▶ [GIVEN INSTRUCTION]:
Extract each line of the items below that contains the string "tower". Letter case counts.

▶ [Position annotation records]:
┌──
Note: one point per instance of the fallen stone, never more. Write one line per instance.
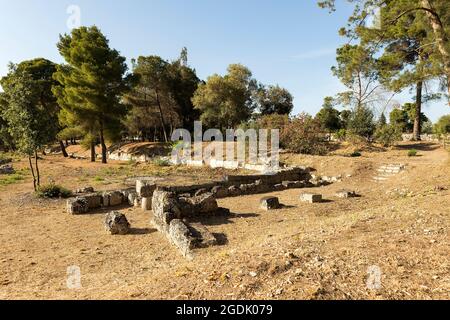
(199, 192)
(205, 203)
(234, 191)
(293, 184)
(5, 161)
(311, 197)
(94, 201)
(7, 169)
(203, 237)
(117, 223)
(77, 206)
(85, 190)
(144, 188)
(219, 192)
(132, 196)
(346, 194)
(112, 199)
(278, 187)
(146, 204)
(270, 203)
(180, 235)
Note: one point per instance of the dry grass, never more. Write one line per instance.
(305, 251)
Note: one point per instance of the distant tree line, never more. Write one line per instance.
(94, 99)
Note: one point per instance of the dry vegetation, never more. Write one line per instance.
(304, 251)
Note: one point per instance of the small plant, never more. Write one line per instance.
(412, 153)
(355, 154)
(52, 190)
(11, 179)
(160, 162)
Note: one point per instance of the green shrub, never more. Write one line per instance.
(412, 153)
(388, 135)
(52, 190)
(304, 135)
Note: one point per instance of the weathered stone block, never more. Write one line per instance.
(180, 235)
(85, 190)
(219, 192)
(346, 194)
(77, 206)
(203, 237)
(132, 196)
(117, 223)
(205, 203)
(112, 199)
(145, 189)
(311, 197)
(234, 191)
(146, 204)
(94, 201)
(270, 203)
(7, 169)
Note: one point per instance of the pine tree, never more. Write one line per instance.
(92, 83)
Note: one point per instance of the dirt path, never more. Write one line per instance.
(399, 228)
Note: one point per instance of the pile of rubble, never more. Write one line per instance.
(85, 203)
(7, 169)
(177, 209)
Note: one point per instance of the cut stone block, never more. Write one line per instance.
(94, 201)
(346, 194)
(146, 204)
(219, 192)
(180, 235)
(144, 188)
(112, 199)
(203, 237)
(311, 197)
(7, 169)
(270, 203)
(116, 223)
(77, 206)
(85, 190)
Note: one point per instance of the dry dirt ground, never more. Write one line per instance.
(331, 250)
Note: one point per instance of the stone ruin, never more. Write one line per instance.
(7, 169)
(176, 210)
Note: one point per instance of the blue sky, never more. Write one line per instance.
(287, 42)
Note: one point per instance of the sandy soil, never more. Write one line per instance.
(304, 251)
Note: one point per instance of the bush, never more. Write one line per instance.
(412, 153)
(52, 190)
(341, 134)
(160, 162)
(388, 135)
(303, 135)
(361, 122)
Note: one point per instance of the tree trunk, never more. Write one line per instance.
(38, 176)
(163, 123)
(92, 151)
(441, 38)
(63, 149)
(417, 120)
(32, 173)
(102, 142)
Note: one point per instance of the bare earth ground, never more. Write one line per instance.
(304, 251)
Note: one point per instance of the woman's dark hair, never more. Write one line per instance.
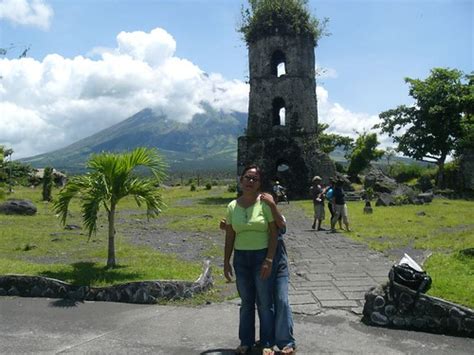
(252, 166)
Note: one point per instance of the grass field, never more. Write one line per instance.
(442, 228)
(39, 245)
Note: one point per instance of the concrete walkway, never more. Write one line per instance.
(328, 270)
(329, 277)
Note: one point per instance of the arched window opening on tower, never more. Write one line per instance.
(278, 63)
(279, 112)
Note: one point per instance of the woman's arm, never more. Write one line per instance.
(228, 249)
(266, 269)
(277, 216)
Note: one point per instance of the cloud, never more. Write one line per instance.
(48, 104)
(344, 122)
(35, 13)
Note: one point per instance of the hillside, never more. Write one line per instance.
(207, 142)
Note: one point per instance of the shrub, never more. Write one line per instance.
(402, 172)
(339, 167)
(289, 17)
(425, 182)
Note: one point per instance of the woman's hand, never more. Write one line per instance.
(268, 199)
(266, 269)
(228, 272)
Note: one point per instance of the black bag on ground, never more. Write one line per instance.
(405, 275)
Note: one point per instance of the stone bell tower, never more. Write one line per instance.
(281, 132)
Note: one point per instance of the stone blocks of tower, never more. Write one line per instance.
(300, 154)
(282, 75)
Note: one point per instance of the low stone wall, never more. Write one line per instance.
(402, 309)
(132, 292)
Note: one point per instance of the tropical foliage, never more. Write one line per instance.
(111, 178)
(440, 121)
(287, 17)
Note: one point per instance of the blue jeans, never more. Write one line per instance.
(253, 290)
(283, 316)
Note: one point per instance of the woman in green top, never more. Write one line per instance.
(252, 233)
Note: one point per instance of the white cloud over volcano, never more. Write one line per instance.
(49, 104)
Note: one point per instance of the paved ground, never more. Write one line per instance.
(329, 277)
(328, 270)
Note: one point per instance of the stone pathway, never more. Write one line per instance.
(328, 270)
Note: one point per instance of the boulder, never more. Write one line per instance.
(426, 197)
(379, 182)
(385, 199)
(18, 207)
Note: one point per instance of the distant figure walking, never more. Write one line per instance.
(280, 193)
(339, 207)
(329, 192)
(317, 194)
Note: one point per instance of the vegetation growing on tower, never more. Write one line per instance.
(286, 17)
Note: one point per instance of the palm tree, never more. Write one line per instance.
(110, 179)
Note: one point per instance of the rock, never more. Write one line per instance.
(426, 197)
(456, 313)
(379, 182)
(368, 208)
(399, 321)
(71, 226)
(378, 318)
(35, 291)
(390, 310)
(385, 199)
(379, 302)
(469, 324)
(18, 207)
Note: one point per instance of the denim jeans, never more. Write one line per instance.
(283, 316)
(253, 290)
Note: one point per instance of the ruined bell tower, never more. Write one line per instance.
(281, 133)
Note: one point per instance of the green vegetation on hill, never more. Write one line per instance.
(207, 143)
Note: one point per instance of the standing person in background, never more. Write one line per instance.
(317, 195)
(339, 207)
(329, 192)
(279, 193)
(251, 234)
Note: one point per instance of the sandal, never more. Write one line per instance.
(288, 350)
(242, 349)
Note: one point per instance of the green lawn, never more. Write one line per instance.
(39, 245)
(443, 227)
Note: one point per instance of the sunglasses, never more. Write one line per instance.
(251, 178)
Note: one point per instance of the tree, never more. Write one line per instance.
(364, 151)
(47, 183)
(431, 129)
(290, 17)
(330, 141)
(111, 178)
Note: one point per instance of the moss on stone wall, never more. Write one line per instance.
(284, 17)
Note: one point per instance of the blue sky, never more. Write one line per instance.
(373, 46)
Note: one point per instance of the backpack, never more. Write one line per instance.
(407, 276)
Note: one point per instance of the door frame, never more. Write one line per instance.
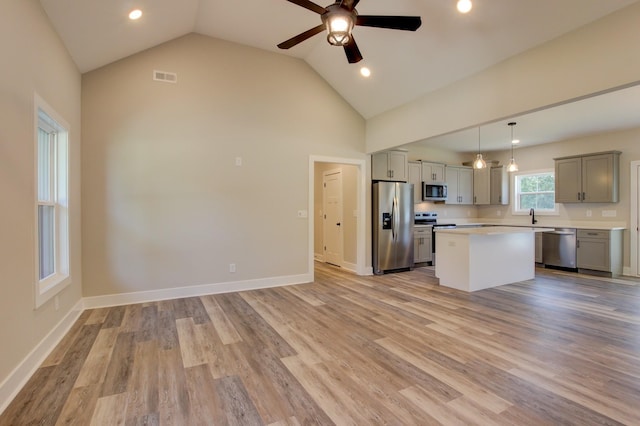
└──
▶ [WRITTEN REPLY]:
Note: one point per instance of the arched window opening on tower, never more. Write one line per instance.
Note: one point per instance of the stone bell tower, never more. Write one line per instance.
Note: one point per instance of the stone blocks of tower, never more. Write one line per instance.
Note: one point per instance of the vegetation growing on tower, never more. Write one line per instance.
Note: one point per instance of the ruined bell tower, never more. Write one line per instance.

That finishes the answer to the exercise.